Extrait source:
------------------------------------------------------------
Sépher, un rendez-vous biblique avec l’histoire

 

                                                         


Par Robert Laplante

La Bible me fascine. Pas tant pour ce qu’elle raconte que pour ce qu’elle a vécu et traversé. Une fabuleuse histoire, riche, qui mérite de faire l’objet d’un livre ou d’une BD. Comme Sépher, l’épopée millénaire de la Bible signée Éliette Abécassis et Néjib que les éditions Albin Michel ont publié au printemps.

Qu’on l’aime ou pas, la Bible est quand même un texte sacré pour près de 3 milliards d’êtres humains. C’est aussi le cœur de deux des grandes religions du livre, même si la chrétienne diffère en partie de la judaïque et une des influences majeures d’une troisième : l’Islam. Bref, le livre le plus lu de l’Histoire. Aussi, le plus controversé, le plus attaqué et le plus brûlé, victime des intégristes de tout acabit qui s’en servent soit pour contrôler les autres, soit pour justifier les facettes les plus sombres de la psyché humaine. En son nom, on a fait le meilleur comme on a fait le pire.

Si le livre est fascinant, son histoire l’est encore plus. Et qui de mieux pour la raconter qu’un tandem issu de deux cultures différentes, mais influencées par elle. Néjib est un bédéiste franco-tunisien connu pour Stupor Mundi et pour ses deux collaborations à Jhen Le procès de Gilles de Rais et Jeanne des Armoises, dessinées par Jean Pleyers.


                                      


                                 


Éliette Abécasssis, quant à elle, est l’autrice de l’excellent trhiller historico-religieux Qumran, dont il existe une adaptation bédé. Mais elle ne se résume pas qu’à ça. Elle est aussi réalisatrice, scénariste, parolière, pour Enrico Macias (Debout sur le zinc), ainsi que professeur de philosophie à l’université de Caen-Normandie. De confession juive séfarade, elle s’intéresse depuis toujours au livre saint. Un peu normal, puisqu’elle est la fille d’Armand Abécassis, professeur honoraire de philosophie générale et comparée à l’université Michel-de-Montaigne et grand connaisseur de la Bible.

                                                   


Paris, début du XXIe siècle, Éliette rend visite à ses parents. Encore une fois son père est isolé dans son bureau à faire, je ne sais quel travail aussi minutieux que mystérieux. Le vénérable professeur s’est mis en tête de retranscrire sur des parchemins la totalité du livre des livres. Une nouvelle lubie un peu étrange. D’autant plus que des Bibles, il en possède une kyrielle et de toutes les provenances.

En le regardant recopier, comme un orfèvre, chacun de ses mots, chacune de ses phrases, chacune de ses pages, l’autrice ne peut s’empêcher de penser à ces milliers de scribes qui avant son père ont reproduit les mêmes gestes et de traverser les siècles et les épreuves.

Ce soir-là dans l’intimité familiale, Armand entreprend de lui conter la plus grande histoire : celle de cette « parole de Dieu » et de tous ceux qui ont risqué leur vie pour sa protection et sa sauvegarde. De l’alliance avec Dieu au cauchemar nazi en passant par la destruction du temple, l’inquisition et les autres outrages qu’on lui a infligés, Armand raconte cette histoire biblique plus incroyable que son contenu.
------------------------------------------------------------
Données brutes:

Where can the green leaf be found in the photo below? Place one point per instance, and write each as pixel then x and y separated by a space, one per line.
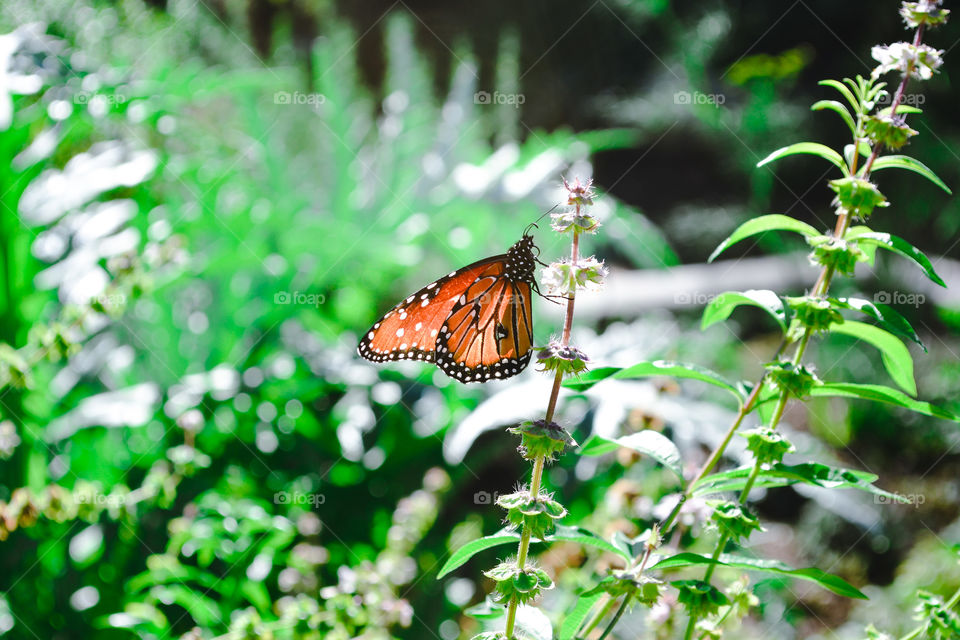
pixel 202 609
pixel 575 619
pixel 896 357
pixel 885 316
pixel 770 222
pixel 904 248
pixel 842 88
pixel 782 475
pixel 486 610
pixel 472 548
pixel 826 580
pixel 584 381
pixel 910 164
pixel 814 148
pixel 903 108
pixel 650 443
pixel 841 110
pixel 723 305
pixel 679 370
pixel 880 393
pixel 654 369
pixel 533 624
pixel 582 536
------------------------------------------------------------
Consignes:
[1] D'après l'extrait source, quelle maison d'édition a publié Sépher ?
[2] Reproduisez telles quelles toutes les lignes de la liste, s'il vous plaît, sans les images.

Corrigé:
[1] Les éditions Albin Michel.

[2]
Where can the green leaf be found in the photo below? Place one point per instance, and write each as pixel then x and y separated by a space, one per line.
pixel 202 609
pixel 575 619
pixel 896 357
pixel 885 316
pixel 770 222
pixel 904 248
pixel 842 88
pixel 782 475
pixel 486 610
pixel 472 548
pixel 826 580
pixel 584 381
pixel 910 164
pixel 814 148
pixel 903 108
pixel 650 443
pixel 841 110
pixel 723 305
pixel 679 370
pixel 880 393
pixel 654 369
pixel 533 624
pixel 582 536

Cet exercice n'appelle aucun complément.